Problem description>
Transcribe all the material exactly. Leave every line as it is.
** Listed entries follows **
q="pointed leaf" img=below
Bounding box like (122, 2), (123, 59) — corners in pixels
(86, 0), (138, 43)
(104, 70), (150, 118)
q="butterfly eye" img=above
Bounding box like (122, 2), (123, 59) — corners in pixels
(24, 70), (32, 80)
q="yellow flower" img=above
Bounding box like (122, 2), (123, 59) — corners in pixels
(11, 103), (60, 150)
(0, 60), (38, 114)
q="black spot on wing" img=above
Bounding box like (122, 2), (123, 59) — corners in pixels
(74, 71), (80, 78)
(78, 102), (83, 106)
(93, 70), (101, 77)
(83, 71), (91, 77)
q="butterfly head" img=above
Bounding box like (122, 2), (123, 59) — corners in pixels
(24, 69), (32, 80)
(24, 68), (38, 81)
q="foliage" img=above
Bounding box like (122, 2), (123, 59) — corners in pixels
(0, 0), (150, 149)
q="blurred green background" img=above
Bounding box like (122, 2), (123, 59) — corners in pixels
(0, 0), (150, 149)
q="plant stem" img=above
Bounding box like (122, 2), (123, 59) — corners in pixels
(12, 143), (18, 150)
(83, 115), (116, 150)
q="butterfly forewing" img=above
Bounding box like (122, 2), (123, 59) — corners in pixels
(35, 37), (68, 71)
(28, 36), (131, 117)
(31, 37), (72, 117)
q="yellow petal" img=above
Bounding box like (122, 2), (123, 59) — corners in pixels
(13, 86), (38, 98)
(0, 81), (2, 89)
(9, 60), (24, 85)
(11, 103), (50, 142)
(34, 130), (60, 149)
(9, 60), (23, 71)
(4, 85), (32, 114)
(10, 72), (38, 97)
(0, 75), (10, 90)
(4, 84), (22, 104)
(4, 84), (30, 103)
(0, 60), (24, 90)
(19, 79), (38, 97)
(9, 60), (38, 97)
** End of Listed entries **
Answer area>
q="pointed leaf" img=below
Bounding box like (122, 2), (123, 59) — corners in pixels
(86, 0), (138, 43)
(104, 70), (150, 118)
q="butterfly eye" img=above
Bounding box like (122, 2), (123, 59) — corners in pixels
(24, 70), (32, 80)
q="yellow flower" img=above
Bounding box like (122, 2), (123, 59) — corners in pixels
(11, 103), (60, 150)
(0, 60), (38, 114)
q="black spot on wing" img=above
Bounding box like (122, 2), (123, 59) — corners in pixels
(74, 71), (80, 78)
(78, 102), (83, 106)
(93, 70), (101, 77)
(83, 71), (91, 77)
q="butterfly head" img=above
Bounding box like (122, 2), (123, 59) — corners in pixels
(24, 69), (32, 80)
(24, 68), (38, 81)
q="foliage" img=above
Bounding box like (122, 2), (123, 59) — corners in pixels
(0, 0), (150, 149)
q="blurred green background" img=above
Bounding box like (122, 2), (123, 59) — corners in pixels
(0, 0), (150, 149)
q="plant stem" img=above
Bounding box like (122, 2), (123, 59) — corners in pixels
(12, 143), (18, 150)
(83, 115), (116, 150)
q="butterfly forewing" img=above
Bounding box like (122, 2), (123, 59) — corners in pixels
(35, 37), (68, 71)
(28, 36), (131, 117)
(31, 37), (72, 117)
q="yellow petal" img=above
Bounding box like (122, 2), (123, 59) — corners in pixels
(13, 86), (38, 98)
(0, 81), (2, 89)
(9, 60), (24, 85)
(11, 103), (50, 142)
(34, 130), (60, 149)
(9, 60), (23, 71)
(4, 85), (32, 114)
(10, 72), (38, 97)
(0, 75), (10, 90)
(4, 84), (22, 104)
(4, 84), (30, 103)
(0, 60), (24, 90)
(19, 79), (38, 97)
(9, 60), (38, 97)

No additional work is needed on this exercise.